▸ **Exercise**
According to the passage on crypto funding below, which segments remain investors' top choices?

Unlike the 2021–2022 cycle — when huge capital inflows went to NFTs, GameFi, and narrative-driven L1s — this round of funding displays highly consistent features:

  • Focus on infrastructure, not short-term application hype
  • Focus on “connection layers” and “service layers,” not single protocols
  • Focus on stablecoins, payments, compliance, institutional services — not high-volatility assets

This shows that today’s risk capital is not expecting “emotion-driven pumps,” but is building the foundation for the next structural growth cycle.

2. Cross-Chain, Payments, and Stablecoin Projects Continue to Attract Heavy Funding

Across segments, cross-chain liquidity, payment infrastructure, and stablecoin-related financial services remain the top choices for investors.

Funding in the cross-chain space is not about betting on new narratives — it solves a real problem: the multi-chain world is already here, but user experience is still fragmented.

Capital clearly prefers projects with “abstraction capabilities” — those that hide the complexity of bridges, DEXs, and routing layers — rather than single-chain or single-bridge extensions.

▸ **Provided material**
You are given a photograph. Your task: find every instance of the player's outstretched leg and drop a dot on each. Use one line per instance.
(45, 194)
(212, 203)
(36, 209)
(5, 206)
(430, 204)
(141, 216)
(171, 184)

▸ **Response for this exercise**
Cross-chain liquidity, payment infrastructure, and stablecoin-related financial services.